━━━━━ Data for this task

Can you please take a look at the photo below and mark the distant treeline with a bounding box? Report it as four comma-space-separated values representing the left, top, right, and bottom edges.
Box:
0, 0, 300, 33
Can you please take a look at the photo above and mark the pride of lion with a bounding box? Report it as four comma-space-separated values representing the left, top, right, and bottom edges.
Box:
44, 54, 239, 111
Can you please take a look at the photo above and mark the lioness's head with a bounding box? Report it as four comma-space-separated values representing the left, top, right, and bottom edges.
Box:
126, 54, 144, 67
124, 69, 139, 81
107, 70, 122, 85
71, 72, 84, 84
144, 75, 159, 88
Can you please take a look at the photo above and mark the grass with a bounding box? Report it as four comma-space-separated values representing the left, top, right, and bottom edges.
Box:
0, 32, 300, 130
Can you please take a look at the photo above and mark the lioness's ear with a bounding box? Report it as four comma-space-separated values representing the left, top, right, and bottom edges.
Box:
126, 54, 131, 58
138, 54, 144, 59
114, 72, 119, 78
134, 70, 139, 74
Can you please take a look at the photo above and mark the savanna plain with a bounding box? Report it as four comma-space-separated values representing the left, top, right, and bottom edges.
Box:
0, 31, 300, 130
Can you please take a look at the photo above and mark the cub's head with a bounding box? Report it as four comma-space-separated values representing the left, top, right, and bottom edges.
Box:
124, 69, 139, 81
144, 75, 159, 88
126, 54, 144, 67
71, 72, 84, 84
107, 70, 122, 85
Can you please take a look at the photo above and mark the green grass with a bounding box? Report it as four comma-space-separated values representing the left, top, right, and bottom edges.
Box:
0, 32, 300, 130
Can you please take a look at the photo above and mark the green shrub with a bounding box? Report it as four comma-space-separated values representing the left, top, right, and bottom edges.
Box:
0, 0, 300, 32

━━━━━━━━━━

**Requirement**
Reproduce all of the material above with "rectangle" substituted for each occurrence of "bounding box", keeping every other character unchanged.

**Result of the exercise**
Can you please take a look at the photo below and mark the distant treeline with a rectangle? Report it as four comma-space-separated values representing the left, top, right, and bottom edges.
Box:
0, 0, 300, 33
Can you please take a look at the photo above and mark the pride of lion with a rectangle? Report it as four comma-space-separated values representing the left, top, right, and bottom edges.
Box:
44, 54, 239, 111
Can you please take a look at the photo above and mark the lioness's head with a rectangle? Report it as four comma-space-separated values representing the left, top, right, and bottom edges.
Box:
126, 54, 144, 67
124, 69, 139, 81
107, 70, 122, 85
71, 72, 84, 84
144, 75, 159, 88
Can you please take a look at the photo above and mark the grass with a rectangle? Report it as four comma-space-separated values representing the left, top, right, and bottom edges.
Box:
0, 32, 300, 130
Can you please take a look at the photo above and mark the lioness's ear with a rectangle? Report it as four comma-space-separated values representing the left, top, right, and bottom edges.
Box:
126, 54, 131, 58
138, 54, 144, 59
114, 72, 119, 78
134, 70, 139, 74
Can you please take a look at the photo above and mark the savanna plain with a rectangle? Report it as four comma-space-separated values representing the left, top, right, and bottom edges.
Box:
0, 31, 300, 130
Can you please take a look at the photo above and mark the cub's head with a rectangle? Report it as four comma-space-separated values representing the left, top, right, and bottom edges.
Box:
124, 69, 139, 81
144, 75, 159, 88
126, 54, 144, 67
71, 72, 84, 84
107, 70, 122, 85
Can you please take a look at the photo above and mark the green grass with a rectangle? Report it as four comma-space-separated values representing the left, top, right, and bottom edges.
Box:
0, 32, 300, 130
Can you please take a look at the photo above and mark the green shrub with a rectangle? Report it as four comma-space-separated values representing the left, top, right, and bottom edges.
Box:
0, 0, 300, 32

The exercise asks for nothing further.